**Brief**: Please give, word for word, the line containing "Task: For every instance of the loudspeaker" and every line that comes after it in the data below.

**Data shown**:
--*--

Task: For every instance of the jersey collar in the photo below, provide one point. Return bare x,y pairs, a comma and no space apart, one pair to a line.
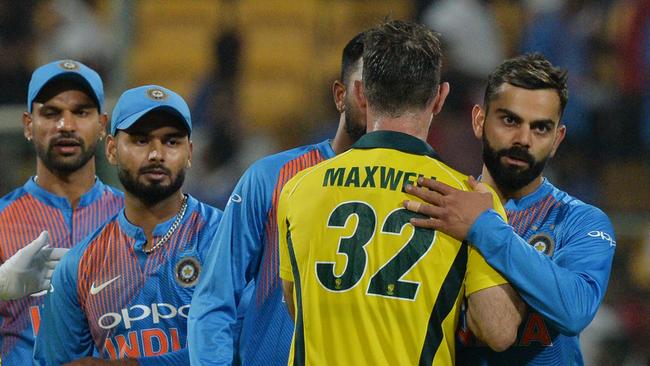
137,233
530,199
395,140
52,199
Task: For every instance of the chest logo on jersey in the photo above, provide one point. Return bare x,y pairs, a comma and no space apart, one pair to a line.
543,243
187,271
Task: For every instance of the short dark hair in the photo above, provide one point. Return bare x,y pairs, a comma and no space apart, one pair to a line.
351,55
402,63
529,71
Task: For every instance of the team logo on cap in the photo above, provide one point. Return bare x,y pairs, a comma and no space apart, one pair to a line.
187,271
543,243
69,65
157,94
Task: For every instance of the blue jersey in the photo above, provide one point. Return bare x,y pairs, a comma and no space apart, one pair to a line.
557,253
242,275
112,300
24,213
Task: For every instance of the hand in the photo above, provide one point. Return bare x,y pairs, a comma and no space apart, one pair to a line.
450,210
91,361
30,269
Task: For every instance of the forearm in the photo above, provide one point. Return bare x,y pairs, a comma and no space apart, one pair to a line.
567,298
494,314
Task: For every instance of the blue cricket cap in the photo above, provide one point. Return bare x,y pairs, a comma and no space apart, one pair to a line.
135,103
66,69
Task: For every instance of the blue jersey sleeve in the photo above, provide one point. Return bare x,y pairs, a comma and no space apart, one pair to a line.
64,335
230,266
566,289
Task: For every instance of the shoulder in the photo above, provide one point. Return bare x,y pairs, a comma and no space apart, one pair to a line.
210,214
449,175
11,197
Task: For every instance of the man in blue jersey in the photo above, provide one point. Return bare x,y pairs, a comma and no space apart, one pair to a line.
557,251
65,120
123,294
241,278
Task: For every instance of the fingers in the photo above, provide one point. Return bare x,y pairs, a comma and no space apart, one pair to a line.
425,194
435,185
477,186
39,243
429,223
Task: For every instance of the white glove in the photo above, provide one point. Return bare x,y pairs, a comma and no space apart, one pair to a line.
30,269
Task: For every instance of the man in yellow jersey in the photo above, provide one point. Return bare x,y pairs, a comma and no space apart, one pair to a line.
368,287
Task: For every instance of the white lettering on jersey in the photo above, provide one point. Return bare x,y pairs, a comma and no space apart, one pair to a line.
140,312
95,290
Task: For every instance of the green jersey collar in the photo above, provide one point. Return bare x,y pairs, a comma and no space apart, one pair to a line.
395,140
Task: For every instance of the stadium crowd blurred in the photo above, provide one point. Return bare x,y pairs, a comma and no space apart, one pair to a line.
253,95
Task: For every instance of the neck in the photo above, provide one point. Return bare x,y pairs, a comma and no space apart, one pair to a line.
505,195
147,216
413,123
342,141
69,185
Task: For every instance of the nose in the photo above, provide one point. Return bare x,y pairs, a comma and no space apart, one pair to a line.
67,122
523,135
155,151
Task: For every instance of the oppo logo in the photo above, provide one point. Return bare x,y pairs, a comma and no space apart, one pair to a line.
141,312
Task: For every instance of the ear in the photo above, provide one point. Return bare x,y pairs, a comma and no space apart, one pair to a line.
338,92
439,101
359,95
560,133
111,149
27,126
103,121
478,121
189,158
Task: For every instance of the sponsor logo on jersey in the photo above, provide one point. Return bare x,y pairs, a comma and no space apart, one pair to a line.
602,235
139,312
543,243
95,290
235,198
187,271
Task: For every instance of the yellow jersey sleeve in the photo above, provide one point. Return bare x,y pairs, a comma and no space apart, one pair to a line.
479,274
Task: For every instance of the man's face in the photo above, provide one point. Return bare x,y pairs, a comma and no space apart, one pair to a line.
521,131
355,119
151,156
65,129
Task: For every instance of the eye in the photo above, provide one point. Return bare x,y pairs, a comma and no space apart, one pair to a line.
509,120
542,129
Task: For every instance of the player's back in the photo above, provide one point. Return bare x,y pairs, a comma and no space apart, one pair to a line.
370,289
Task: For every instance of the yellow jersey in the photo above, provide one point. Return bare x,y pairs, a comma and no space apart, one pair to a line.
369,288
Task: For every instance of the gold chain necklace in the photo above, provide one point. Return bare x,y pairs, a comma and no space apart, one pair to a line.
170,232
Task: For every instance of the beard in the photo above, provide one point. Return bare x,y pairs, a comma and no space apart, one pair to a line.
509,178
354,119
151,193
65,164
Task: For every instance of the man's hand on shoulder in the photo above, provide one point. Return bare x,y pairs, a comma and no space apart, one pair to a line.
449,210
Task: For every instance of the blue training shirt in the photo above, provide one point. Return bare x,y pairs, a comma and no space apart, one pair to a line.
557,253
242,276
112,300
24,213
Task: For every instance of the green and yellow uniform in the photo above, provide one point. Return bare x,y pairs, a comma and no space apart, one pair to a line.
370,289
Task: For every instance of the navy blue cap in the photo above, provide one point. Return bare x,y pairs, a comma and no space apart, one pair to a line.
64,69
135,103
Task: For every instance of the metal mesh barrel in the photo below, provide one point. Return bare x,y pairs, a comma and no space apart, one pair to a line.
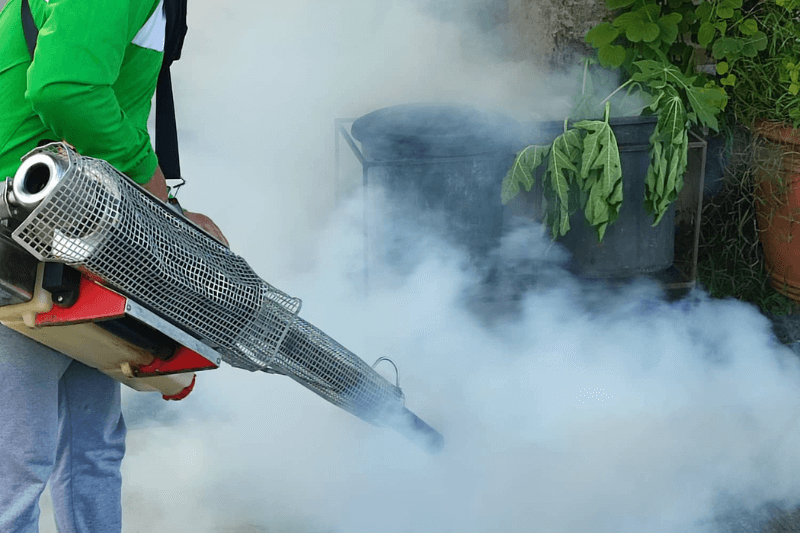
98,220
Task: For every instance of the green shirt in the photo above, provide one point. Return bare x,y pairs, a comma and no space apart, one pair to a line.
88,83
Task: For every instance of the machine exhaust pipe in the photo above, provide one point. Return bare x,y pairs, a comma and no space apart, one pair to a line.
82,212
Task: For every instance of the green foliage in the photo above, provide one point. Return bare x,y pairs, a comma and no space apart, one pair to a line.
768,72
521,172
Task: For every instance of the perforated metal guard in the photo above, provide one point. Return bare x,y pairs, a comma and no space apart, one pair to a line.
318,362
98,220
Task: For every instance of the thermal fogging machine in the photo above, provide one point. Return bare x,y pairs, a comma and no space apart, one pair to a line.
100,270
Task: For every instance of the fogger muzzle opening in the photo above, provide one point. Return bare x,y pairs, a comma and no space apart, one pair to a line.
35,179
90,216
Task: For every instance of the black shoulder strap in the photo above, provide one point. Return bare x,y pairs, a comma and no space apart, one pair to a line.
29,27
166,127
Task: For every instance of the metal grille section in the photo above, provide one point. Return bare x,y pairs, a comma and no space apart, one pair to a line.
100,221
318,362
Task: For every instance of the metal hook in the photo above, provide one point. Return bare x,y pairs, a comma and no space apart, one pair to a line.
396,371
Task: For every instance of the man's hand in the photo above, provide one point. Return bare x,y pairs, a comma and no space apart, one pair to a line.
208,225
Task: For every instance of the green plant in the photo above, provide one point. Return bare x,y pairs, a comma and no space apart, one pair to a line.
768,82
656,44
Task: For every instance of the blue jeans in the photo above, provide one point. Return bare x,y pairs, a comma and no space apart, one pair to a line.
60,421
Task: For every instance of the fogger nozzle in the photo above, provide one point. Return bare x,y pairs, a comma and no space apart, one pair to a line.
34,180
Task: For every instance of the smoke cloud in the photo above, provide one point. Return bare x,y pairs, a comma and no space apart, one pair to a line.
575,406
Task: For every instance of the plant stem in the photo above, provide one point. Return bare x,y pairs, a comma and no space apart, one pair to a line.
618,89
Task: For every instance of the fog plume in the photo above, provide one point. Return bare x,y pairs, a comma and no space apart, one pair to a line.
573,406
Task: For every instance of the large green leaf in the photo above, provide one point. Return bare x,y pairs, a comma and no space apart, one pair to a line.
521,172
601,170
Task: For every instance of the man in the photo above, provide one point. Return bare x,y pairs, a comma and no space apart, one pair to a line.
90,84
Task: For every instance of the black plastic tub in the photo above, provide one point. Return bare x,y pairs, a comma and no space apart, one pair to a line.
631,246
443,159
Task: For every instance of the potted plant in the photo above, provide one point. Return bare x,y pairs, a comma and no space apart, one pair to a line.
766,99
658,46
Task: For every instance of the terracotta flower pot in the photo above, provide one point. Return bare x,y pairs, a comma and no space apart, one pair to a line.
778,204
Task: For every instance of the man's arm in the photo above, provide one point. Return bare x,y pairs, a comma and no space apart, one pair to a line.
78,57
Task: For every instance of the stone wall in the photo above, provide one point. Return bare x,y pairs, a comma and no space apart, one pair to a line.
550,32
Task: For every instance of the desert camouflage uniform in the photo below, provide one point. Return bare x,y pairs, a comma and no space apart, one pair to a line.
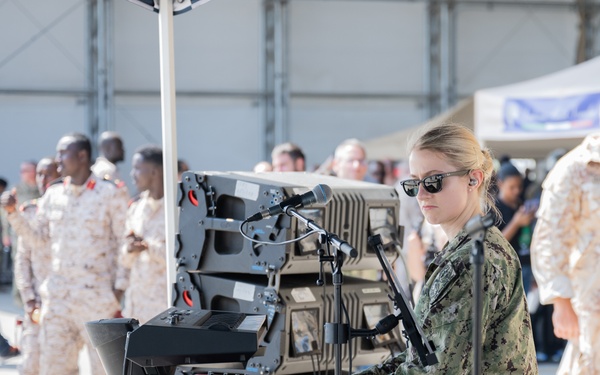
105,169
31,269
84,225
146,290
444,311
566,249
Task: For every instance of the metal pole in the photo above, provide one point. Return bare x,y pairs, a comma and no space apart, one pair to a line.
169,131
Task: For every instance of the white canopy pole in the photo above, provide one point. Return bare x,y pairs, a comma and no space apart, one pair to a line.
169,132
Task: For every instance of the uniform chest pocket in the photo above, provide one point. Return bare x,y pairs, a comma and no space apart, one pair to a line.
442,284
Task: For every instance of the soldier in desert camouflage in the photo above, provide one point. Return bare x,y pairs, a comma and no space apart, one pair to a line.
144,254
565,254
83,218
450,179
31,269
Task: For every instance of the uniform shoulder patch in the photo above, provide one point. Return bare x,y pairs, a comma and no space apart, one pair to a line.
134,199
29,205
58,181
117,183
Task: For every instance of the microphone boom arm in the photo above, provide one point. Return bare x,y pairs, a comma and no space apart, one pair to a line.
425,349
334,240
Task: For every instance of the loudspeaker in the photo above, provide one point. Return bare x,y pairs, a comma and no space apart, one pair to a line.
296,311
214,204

--*--

**Exercise output**:
Task: For every instance of the loudspeaker in the photo above, provide one point. Return bare x,y pairs, a comma and no space apart, one pair to a line.
296,311
214,204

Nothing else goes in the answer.